[EXCERPTED TEXT]
------------------------------------------------------------------------

1) Aiming Low, Getting High
2) The Pot
3) Back Out Yellow Boy
4) Riding In The Sun
Out of all the Rebel's 7"s I've come across, this one just may be my favorite. I have nothing against Ben's more experimental electronic pieces, but he can write a solid "song" better than almost anyone alive. The evidence is here.
"The Idiot" (as heard in a more drunken version on the Country Teasers Live Album) is a retelling of the film "Stroszek," by Werner Herzog. The lazy shuffling music fits the feel of the film to a T and the lyrics work on their own to anyone who hasn't seen "Strozsek" (if you haven't, well, you should...it's a great movie) and is, in my opinion, far more effective than Ben's retelling of "American Beauty" on "Tarskoffsky's the Snackrifice." Not that it's bad in any way... His vocal sound effects to replicate the film's strange ending are a nice touch.

------------------------------------------------------------------------

[REQUEST 1] Summarize the record review in two sentences.
[REQUEST 2]
Answer these questions using the record review.
(a) Which Werner Herzog film does "The Idiot" retell?
(b) On which album can a more drunken version of "The Idiot" be heard?
(c) Ben's retelling of which film appears on "Tarskoffsky's the Snackrifice"?
[REQUEST 3] Continue the record review from where it stops.
The rows that follow have no connection to the record review.

[PROVIDED DATA]
------------------------------------------------------------------------

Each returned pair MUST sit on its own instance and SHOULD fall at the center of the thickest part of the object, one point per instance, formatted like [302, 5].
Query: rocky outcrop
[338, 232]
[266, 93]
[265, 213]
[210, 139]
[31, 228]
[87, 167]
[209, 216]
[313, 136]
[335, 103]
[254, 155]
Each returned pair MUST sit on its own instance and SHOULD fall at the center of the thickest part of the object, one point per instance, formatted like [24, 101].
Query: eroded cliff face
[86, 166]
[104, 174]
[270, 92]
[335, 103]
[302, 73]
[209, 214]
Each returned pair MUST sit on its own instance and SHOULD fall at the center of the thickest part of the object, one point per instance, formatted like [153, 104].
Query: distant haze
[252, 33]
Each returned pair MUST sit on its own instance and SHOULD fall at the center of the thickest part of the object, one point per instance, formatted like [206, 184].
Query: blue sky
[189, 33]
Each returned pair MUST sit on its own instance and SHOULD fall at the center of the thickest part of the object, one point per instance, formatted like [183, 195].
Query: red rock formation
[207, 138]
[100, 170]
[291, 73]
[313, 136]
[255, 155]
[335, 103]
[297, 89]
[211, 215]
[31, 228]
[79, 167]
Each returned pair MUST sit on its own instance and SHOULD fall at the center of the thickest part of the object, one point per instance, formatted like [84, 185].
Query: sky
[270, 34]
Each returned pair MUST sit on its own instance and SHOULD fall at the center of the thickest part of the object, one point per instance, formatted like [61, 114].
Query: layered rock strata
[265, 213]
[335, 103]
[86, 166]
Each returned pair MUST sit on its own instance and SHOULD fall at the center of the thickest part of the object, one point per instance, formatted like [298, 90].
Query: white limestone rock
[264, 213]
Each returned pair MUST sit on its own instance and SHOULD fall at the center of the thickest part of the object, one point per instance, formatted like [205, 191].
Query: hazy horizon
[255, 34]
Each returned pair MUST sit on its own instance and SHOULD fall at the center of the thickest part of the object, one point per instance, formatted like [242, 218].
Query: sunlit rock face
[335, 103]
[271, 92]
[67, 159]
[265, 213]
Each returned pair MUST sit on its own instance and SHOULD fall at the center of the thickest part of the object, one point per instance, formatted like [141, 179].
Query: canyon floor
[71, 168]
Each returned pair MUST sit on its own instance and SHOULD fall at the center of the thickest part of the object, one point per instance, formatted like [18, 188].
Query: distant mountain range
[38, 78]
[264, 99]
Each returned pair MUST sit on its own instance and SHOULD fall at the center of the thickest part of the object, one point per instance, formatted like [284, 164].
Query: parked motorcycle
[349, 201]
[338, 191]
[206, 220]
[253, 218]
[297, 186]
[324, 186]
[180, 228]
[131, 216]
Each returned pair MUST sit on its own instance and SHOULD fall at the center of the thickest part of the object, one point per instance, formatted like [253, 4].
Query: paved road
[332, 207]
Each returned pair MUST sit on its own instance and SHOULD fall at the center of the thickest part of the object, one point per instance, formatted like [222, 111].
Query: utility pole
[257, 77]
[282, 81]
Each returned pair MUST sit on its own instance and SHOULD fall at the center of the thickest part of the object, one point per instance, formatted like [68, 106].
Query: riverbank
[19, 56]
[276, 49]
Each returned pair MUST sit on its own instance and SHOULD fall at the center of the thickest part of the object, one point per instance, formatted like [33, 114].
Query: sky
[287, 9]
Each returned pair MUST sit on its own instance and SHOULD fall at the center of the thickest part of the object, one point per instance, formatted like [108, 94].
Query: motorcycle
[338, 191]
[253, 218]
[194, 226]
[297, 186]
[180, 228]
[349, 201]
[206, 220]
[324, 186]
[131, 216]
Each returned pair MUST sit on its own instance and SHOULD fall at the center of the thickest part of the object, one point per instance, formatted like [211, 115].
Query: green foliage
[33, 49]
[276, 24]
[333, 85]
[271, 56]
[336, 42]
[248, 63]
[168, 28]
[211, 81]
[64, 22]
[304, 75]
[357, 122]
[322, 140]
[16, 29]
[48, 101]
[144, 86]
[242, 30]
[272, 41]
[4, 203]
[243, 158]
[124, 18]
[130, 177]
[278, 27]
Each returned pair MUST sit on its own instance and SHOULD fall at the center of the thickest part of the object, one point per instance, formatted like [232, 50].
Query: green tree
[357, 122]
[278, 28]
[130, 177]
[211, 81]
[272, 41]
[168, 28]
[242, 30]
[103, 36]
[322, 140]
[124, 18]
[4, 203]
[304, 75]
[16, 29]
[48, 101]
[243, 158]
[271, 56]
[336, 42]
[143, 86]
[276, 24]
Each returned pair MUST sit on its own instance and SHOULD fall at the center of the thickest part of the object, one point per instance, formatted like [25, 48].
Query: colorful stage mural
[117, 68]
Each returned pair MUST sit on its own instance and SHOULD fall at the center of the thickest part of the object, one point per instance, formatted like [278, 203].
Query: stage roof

------------------------------------------------------------------------

[FINAL RESULT 1] The reviewer calls this Rebel 7" possibly their favorite and says Ben can write a solid "song" better than almost anyone alive. "The Idiot" retells Werner Herzog's film "Stroszek," with lazy shuffling music that fits the film, lyrics that work even for those who haven't seen it, and vocal sound effects that replicate the film's strange ending.

[FINAL RESULT 2]
(a) "Stroszek"
(b) The Country Teasers Live Album
(c) "American Beauty"

[FINAL RESULT 3]
Other people's new year's resolutions, lamentations on being too lazy to record music, let alone leave the house, and an old Canadian folk song for rebels exiled to the States round out the rest of the E.P.
The closer, "Un Canadien Errant" first came to my attention in a live video on youtube with Ben and Sophie backed up by the French group, the Sentimentals (see it below). I was immediately pissed that i had no idea how to find a copy of this song. Over a year later i was hanging out on a friend's porch, helping him get rid of his 20 gallons of home-brew before he moved away, and this song came up. Needless to say I immediately insisted a copy and, presumably, another pint. I listened to it almost non-stop for the remainder of the summer. Definitely one of his "nicest" recordings.
But every song here is truly great, as you will soon find out...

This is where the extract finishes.